- _INPUT DATA_
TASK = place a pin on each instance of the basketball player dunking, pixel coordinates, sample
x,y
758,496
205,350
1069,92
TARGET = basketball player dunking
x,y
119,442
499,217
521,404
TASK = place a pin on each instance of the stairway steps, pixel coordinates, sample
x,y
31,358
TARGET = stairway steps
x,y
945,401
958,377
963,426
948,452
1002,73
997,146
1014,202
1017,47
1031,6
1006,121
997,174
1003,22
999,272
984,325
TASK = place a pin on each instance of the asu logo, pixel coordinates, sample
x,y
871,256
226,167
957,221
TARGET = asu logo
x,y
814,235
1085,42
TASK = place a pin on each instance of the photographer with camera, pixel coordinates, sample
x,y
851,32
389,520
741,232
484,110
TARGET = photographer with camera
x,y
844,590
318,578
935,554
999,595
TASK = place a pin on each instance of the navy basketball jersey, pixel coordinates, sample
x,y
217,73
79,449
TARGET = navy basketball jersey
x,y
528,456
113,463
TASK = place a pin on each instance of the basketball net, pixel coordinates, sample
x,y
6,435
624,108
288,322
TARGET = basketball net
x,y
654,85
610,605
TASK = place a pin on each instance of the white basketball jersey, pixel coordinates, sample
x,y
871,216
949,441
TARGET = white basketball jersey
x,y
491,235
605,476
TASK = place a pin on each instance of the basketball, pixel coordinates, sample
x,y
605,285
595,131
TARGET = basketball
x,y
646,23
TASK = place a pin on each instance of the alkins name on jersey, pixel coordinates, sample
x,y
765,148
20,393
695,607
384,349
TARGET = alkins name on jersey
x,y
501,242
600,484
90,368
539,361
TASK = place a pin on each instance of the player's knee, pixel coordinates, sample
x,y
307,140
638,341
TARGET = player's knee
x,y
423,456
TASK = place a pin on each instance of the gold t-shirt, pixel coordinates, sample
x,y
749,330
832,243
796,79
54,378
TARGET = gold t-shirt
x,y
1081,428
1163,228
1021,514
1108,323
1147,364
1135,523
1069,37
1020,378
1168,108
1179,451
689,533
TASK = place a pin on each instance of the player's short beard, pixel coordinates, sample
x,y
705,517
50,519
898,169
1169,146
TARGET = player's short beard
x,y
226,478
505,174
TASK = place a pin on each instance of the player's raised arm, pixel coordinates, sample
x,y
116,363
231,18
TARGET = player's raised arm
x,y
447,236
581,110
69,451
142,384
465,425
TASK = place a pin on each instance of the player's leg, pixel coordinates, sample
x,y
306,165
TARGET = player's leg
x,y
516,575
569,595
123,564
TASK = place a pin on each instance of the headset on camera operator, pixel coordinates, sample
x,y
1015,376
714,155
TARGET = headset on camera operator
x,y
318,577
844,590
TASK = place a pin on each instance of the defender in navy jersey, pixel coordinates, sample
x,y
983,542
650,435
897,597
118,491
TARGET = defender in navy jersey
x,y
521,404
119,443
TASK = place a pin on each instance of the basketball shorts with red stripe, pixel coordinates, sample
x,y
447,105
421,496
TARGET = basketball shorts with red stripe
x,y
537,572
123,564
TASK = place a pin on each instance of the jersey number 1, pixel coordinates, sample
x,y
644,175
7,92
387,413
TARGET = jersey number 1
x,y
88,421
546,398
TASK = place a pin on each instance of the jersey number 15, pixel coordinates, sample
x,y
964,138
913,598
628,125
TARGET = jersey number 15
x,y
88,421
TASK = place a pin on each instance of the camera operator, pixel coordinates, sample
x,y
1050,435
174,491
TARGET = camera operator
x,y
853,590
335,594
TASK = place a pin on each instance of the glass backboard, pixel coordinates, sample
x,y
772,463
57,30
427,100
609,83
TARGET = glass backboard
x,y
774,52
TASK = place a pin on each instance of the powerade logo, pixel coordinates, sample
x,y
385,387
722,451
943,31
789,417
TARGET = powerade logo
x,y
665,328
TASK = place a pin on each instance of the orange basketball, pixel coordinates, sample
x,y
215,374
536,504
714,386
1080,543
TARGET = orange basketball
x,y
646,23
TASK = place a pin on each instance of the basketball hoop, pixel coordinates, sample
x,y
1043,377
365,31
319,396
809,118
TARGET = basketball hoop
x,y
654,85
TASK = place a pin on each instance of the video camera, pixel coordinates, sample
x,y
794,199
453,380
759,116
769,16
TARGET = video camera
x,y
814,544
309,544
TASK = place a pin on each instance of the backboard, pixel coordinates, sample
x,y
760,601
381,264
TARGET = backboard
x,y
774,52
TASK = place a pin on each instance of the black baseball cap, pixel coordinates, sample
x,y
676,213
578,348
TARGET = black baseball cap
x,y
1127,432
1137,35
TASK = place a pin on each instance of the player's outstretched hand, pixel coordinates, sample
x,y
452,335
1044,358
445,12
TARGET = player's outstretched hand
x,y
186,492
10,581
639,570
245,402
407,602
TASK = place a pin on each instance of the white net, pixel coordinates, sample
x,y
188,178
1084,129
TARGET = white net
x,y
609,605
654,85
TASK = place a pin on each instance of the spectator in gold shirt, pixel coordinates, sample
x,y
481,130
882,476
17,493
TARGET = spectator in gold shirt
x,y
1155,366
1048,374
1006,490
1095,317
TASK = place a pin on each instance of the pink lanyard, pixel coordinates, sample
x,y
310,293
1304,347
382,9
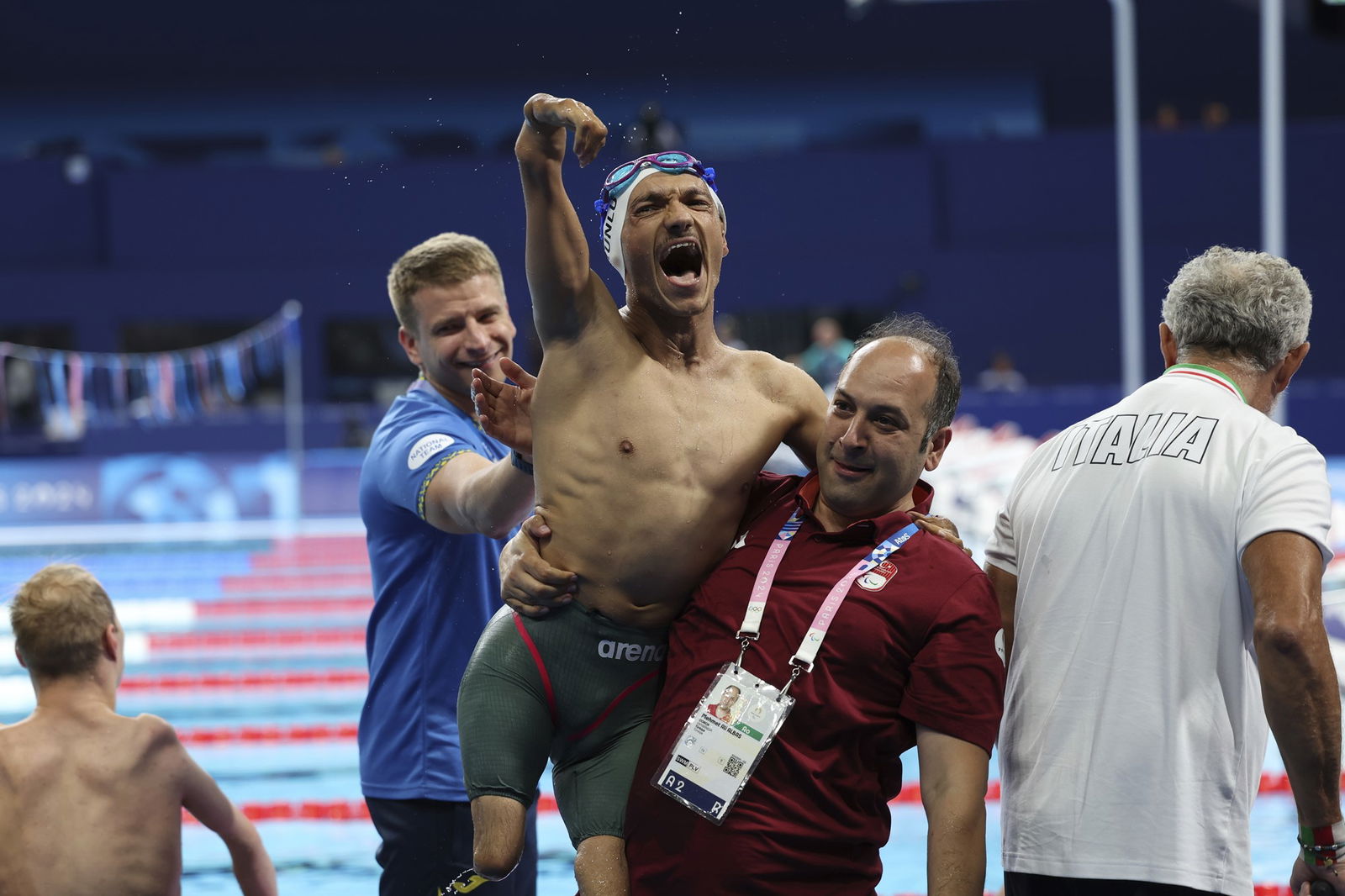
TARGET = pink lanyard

- _TASK OBJECTIVE_
Return every line of the listing exactly, leaving its pictures behind.

- _RESULT_
TASK = place a pin on each instance of the basketball player dunking, pixel coordinates, sample
x,y
758,496
205,350
1069,92
TARGET = basketball player dunking
x,y
119,442
499,217
521,404
TASK = place a pin on each instance of the stairway steps, pixel coordinates, sample
x,y
31,358
TARGET = stairway steps
x,y
945,401
958,377
963,426
948,452
1002,73
997,146
1014,202
1017,47
1031,6
1006,121
997,174
1003,22
999,272
984,325
TASK = place a pin on each instance of the asu logo, pixel coordinates, sample
x,y
871,256
226,167
957,221
TARGET = asu logo
x,y
814,235
1085,42
TASK = place a pin on each instance of the photographer with camera, pixel coordinates, sample
x,y
851,32
389,520
741,232
484,110
TARGET = photographer with camera
x,y
844,590
318,578
935,554
999,595
TASK = place a pin on each instance of the navy basketball jersey, pixel coordinates, sample
x,y
217,73
79,449
TARGET = navy basketball jersey
x,y
528,456
113,463
TASK = place a pin on each instance of the basketball net, pixel coordinates, sample
x,y
6,435
624,108
288,322
TARGET = basketball net
x,y
654,85
610,605
TASK = place a pin on each instance of the white basketball jersey, pixel coordinates, sample
x,y
871,216
949,441
TARGET = white basketball jersey
x,y
491,235
605,476
TASK = place a pin on each instance of the basketball, pixel coordinates, sample
x,y
605,285
595,131
TARGET = basketball
x,y
646,23
TASK = place a pin on each instance of the alkins name on jersey, pixel coordinates, sample
x,y
765,148
20,393
695,607
384,349
TARGET = alkins name on jersey
x,y
501,242
600,484
90,368
539,361
TASK = place a pin on each instance of the player's knee, pixel coordinates, sample
x,y
307,140
638,341
TARGET = player's knee
x,y
423,456
TASK = place a pin on each instance of the gold t-shirt, pixel coordinates, sample
x,y
749,330
832,243
796,79
54,378
TARGET = gold t-shirt
x,y
1081,428
1163,228
1021,514
1108,323
1147,364
1135,523
1069,37
1020,378
1168,108
1179,451
689,533
TASK = place a pin on each instance of the player's short beard, pixel coordinates, sample
x,y
705,517
50,519
898,169
1169,146
TARGET = player's short beard
x,y
226,478
505,174
TASK = place a pin on each instance of the player's raised arm, pixel coordinates, sample
x,y
116,363
231,18
TARGET = player's raised arm
x,y
447,236
581,110
69,451
142,384
465,425
TASK = place a pin on each instance of the player's leg, pixel coordinates, sample
x,y
306,165
TARGET = player's leg
x,y
516,575
569,595
123,564
TASK = place a pin on each instance of the headset on camera operator, pixel coordinates, sample
x,y
1015,376
714,155
TARGET = headset on camera operator
x,y
318,577
844,590
TASK = place a pin on each instance of the defender in navy jersey, pixel coordinates, sample
x,y
983,542
650,435
897,597
118,491
TARGET = defender in navy jersey
x,y
521,404
119,443
TASK = place a pin on each instance of the basketball shorts with red stripe, pixel coordinates, sample
x,y
447,105
421,496
TARGET = basketball shorts with red stripe
x,y
537,572
123,564
TASK = place a pin on each instance of the jersey number 1, pixel coordinates, sample
x,y
644,175
7,92
387,413
TARGET = jersey number 1
x,y
88,421
546,398
TASK = place a pin on each instance of the jersey number 15, pixel coordinates, sample
x,y
964,138
913,598
628,125
TARGET = jersey number 15
x,y
88,421
TASK = place a pin on each instance of the camera operator, pixel coordinates, sample
x,y
1050,435
174,491
TARGET = camera operator
x,y
853,590
335,594
TASK = place a pin on each instance of the glass backboard, pixel coordinates, sample
x,y
772,463
57,30
427,100
609,83
TARGET = glass backboard
x,y
774,52
TASK = place a pin on each instance of the powerade logo, pixel coordinates, sample
x,y
385,387
722,451
943,31
789,417
TARGET = powerade logo
x,y
665,328
TASK = place a pin on each instance of the orange basketball, pixel coordinates, sample
x,y
215,374
536,504
714,386
1080,543
TARGET = orange basketball
x,y
646,23
TASK = place a pin on each instance of the basketball hoop, pixel coordinates, sample
x,y
1043,377
365,31
319,396
809,118
TARGET = basketball hoop
x,y
654,85
TASK = place a pin on each instance of the video camera, pixel coordinates, sample
x,y
794,199
453,380
759,116
769,16
TARGET = video camera
x,y
814,544
309,544
TASK = place a pin on each instance of the backboard, pixel coordinates, sample
x,y
760,601
381,264
TARGET = backboard
x,y
774,52
TASK = place a pin on each instance of the black baseball cap, pixel coordinates, sample
x,y
676,213
578,348
TARGET = black baseball cap
x,y
1127,432
1137,35
TASK = place a pin on each instance of the player's outstretched hand, pixel coordinates, sample
x,y
452,335
1044,358
445,12
TARGET = player's outstretched hand
x,y
186,492
10,581
639,570
245,402
407,602
TASK = place a pin on each instance of the white net, pixel coordinates, sample
x,y
188,178
1084,129
TARGET = white net
x,y
609,605
654,85
TASK = place a pin on each instance of the spectator in gold shirt, pixel coordinates, sample
x,y
481,130
882,476
17,493
TARGET = spectator in gold shirt
x,y
1155,366
1048,374
1006,490
1095,317
TASK = place a pin on each instance of the pink lanyard, pixel coordinates, sample
x,y
310,293
1304,347
382,9
TARGET = pink lanyard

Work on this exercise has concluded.